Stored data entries
□ □ □

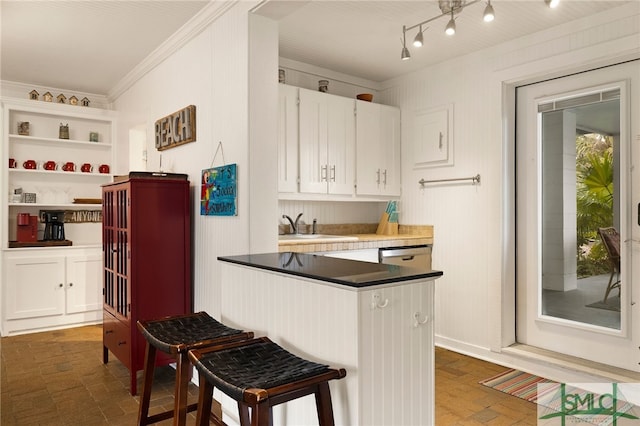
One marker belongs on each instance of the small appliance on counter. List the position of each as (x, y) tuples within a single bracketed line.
[(27, 228), (54, 225)]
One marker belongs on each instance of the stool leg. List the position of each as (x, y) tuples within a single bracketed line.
[(205, 397), (149, 369), (182, 386), (323, 405), (243, 411), (261, 415)]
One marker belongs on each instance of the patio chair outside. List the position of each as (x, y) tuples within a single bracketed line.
[(611, 241)]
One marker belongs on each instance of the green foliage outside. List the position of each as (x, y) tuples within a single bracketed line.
[(594, 169)]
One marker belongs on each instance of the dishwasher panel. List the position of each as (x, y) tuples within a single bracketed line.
[(412, 256)]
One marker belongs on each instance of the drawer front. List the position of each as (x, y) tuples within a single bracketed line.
[(116, 336)]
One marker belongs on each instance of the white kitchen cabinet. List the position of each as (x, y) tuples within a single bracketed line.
[(84, 283), (34, 287), (396, 342), (383, 336), (377, 149), (288, 139), (47, 288), (45, 284), (326, 144)]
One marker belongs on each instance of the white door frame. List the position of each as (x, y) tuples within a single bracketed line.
[(573, 342)]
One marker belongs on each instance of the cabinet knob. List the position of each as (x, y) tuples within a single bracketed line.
[(417, 321), (375, 302)]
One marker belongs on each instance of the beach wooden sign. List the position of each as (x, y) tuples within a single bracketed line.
[(176, 129)]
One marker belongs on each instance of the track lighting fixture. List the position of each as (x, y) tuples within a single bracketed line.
[(488, 14), (418, 41), (405, 52), (451, 26), (449, 8)]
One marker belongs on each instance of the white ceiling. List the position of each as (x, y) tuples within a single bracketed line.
[(89, 46)]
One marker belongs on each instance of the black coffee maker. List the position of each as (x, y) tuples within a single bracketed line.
[(54, 225)]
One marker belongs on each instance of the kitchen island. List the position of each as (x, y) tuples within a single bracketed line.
[(374, 320)]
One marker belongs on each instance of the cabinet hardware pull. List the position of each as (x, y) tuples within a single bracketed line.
[(375, 302), (417, 321)]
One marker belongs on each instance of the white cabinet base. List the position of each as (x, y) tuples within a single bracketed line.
[(389, 358), (46, 289)]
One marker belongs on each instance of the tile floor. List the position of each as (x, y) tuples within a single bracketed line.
[(57, 378)]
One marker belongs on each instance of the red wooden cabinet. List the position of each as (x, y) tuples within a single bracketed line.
[(146, 243)]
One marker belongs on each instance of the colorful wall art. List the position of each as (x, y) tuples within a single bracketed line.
[(219, 193)]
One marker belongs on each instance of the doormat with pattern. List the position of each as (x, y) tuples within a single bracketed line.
[(517, 383), (549, 397)]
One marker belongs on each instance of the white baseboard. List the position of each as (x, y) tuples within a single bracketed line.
[(552, 366)]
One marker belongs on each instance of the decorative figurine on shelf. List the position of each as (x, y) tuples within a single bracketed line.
[(64, 131), (23, 128)]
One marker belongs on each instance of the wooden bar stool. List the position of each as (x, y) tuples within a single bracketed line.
[(259, 374), (176, 335)]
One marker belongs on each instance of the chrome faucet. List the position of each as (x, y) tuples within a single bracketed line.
[(294, 224)]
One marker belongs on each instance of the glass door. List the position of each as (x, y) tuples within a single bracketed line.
[(574, 192)]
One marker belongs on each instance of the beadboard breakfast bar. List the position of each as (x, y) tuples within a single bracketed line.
[(374, 320)]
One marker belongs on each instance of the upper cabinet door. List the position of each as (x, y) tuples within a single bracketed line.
[(390, 139), (341, 145), (377, 149), (313, 141), (327, 143), (288, 139)]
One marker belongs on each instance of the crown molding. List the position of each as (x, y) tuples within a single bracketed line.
[(210, 13)]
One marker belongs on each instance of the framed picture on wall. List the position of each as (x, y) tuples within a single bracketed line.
[(219, 191)]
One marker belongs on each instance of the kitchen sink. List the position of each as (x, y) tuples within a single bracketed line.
[(303, 237)]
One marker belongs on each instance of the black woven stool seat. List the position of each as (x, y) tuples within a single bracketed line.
[(181, 333), (260, 374), (176, 335), (261, 365)]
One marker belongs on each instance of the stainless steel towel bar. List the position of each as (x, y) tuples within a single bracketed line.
[(475, 179)]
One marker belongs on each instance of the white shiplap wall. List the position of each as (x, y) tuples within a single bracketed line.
[(475, 301)]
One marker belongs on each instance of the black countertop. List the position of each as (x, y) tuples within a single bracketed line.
[(350, 273)]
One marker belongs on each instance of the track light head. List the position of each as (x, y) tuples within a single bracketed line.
[(451, 26), (405, 52), (405, 55), (419, 40), (488, 15)]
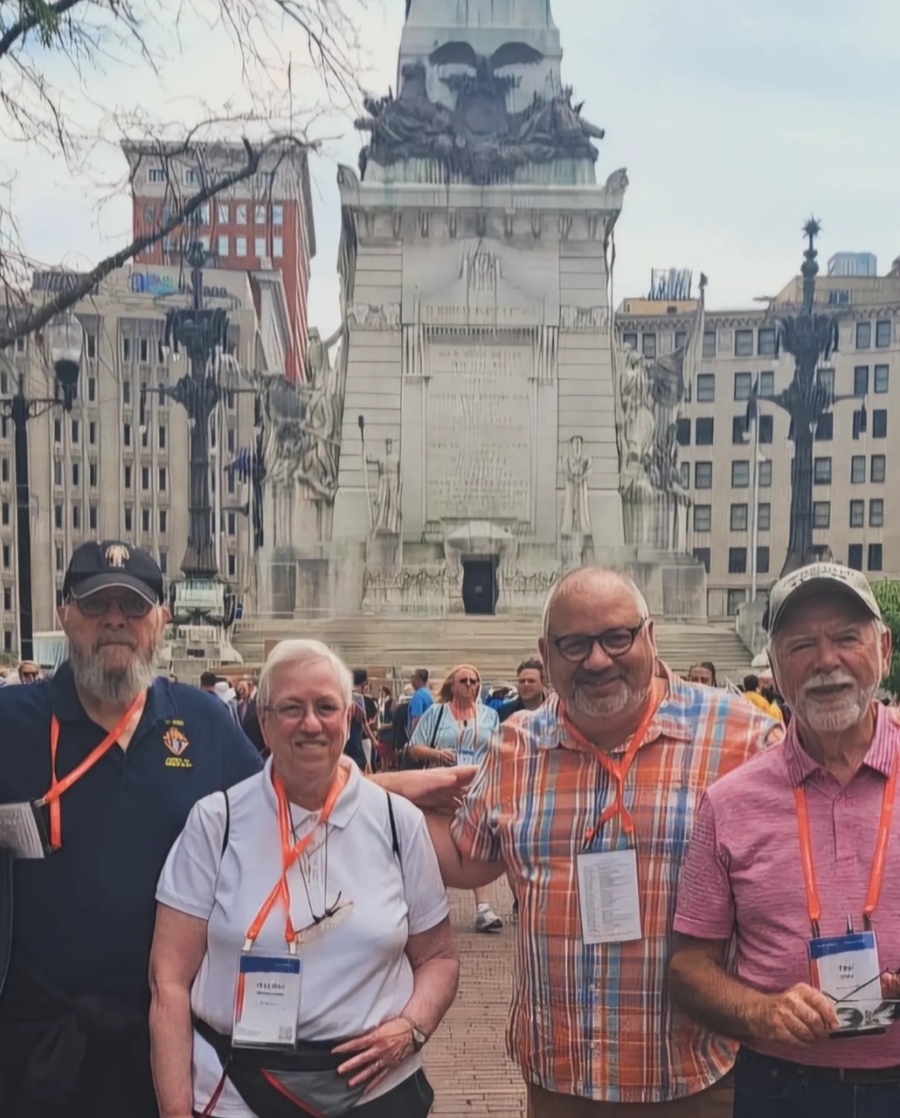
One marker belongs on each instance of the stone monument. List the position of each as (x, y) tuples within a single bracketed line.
[(479, 350)]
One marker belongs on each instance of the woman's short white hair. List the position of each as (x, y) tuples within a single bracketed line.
[(302, 652)]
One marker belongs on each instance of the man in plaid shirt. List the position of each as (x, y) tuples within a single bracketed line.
[(590, 1024)]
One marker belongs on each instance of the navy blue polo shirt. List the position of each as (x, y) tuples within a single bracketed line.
[(84, 917)]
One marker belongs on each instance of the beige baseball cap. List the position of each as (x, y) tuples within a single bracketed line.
[(818, 578)]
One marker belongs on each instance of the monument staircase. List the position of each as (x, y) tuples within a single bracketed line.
[(390, 647)]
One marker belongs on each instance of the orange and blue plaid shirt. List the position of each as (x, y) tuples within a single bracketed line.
[(597, 1021)]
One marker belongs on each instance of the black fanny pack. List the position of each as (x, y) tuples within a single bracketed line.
[(286, 1083)]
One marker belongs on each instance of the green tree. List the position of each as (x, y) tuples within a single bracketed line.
[(888, 597)]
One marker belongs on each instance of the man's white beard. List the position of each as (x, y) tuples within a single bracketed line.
[(624, 698), (113, 685)]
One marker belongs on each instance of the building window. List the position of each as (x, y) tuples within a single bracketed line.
[(825, 428), (822, 513), (706, 388), (766, 337), (702, 518), (744, 343), (822, 472), (744, 385)]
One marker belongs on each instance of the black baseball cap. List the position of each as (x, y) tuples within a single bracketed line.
[(111, 562)]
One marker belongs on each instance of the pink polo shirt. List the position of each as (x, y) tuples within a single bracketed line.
[(742, 875)]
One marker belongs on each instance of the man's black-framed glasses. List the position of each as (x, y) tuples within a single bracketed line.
[(615, 642)]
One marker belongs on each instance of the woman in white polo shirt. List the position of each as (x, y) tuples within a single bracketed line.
[(302, 938)]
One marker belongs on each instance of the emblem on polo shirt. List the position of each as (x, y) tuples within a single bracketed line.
[(176, 741), (117, 555)]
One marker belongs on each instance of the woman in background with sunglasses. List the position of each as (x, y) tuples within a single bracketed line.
[(457, 730)]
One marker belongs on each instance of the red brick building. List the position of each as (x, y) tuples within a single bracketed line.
[(263, 224)]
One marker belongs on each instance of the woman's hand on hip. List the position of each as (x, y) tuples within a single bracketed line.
[(376, 1053)]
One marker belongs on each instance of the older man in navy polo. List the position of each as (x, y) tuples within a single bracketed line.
[(74, 1011)]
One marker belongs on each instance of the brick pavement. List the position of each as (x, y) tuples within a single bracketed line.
[(465, 1060)]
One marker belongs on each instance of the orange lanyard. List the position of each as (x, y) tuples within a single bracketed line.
[(619, 773), (291, 854), (57, 787), (875, 878)]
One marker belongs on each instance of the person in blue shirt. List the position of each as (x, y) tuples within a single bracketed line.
[(422, 698), (74, 1011), (457, 730)]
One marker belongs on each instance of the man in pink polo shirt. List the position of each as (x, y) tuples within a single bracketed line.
[(795, 856)]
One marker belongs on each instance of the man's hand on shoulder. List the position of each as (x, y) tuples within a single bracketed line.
[(439, 789)]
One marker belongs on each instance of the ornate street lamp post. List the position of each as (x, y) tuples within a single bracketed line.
[(64, 339), (808, 337), (202, 333)]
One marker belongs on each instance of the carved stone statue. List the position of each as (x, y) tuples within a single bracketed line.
[(480, 139), (576, 512), (388, 494)]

□ □ □

§ What needs to be done:
Duplicate the lines between the one holding "One marker belongs on each instance of the track lighting" and the one holding "[(57, 378)]", inclusive.

§ Task output:
One marker belongs on each instance of the track lighting fixture. List the position of each as (x, y) tuples within a single bracketed line.
[(488, 14), (418, 41), (405, 52), (451, 26), (449, 8)]
One marker belongs on each instance of the white ceiling. List the position of each as (x, y) tuples within a single bracketed line.
[(89, 46)]
One marker belongs on each instance of the black coffee maker. List the position of each as (x, y) tuples within a single bracketed line.
[(54, 225)]
One marker belongs on each instance of the kitchen island. List the position of each as (x, y) tuples within a single bracketed line.
[(374, 320)]
One marker belongs on each instance of the cabinet hardware pull. List the position of each as (x, y) tuples within a single bracketed line.
[(375, 302), (417, 321)]
One marker belongs on each instance of the white cabinet base. List the position of each as (x, y) tuples within a single bracketed line.
[(389, 358), (46, 289)]
One marker belongs on each instance of the tile floor. List the position of each as (x, y) tuples within a single bracketed line.
[(57, 378)]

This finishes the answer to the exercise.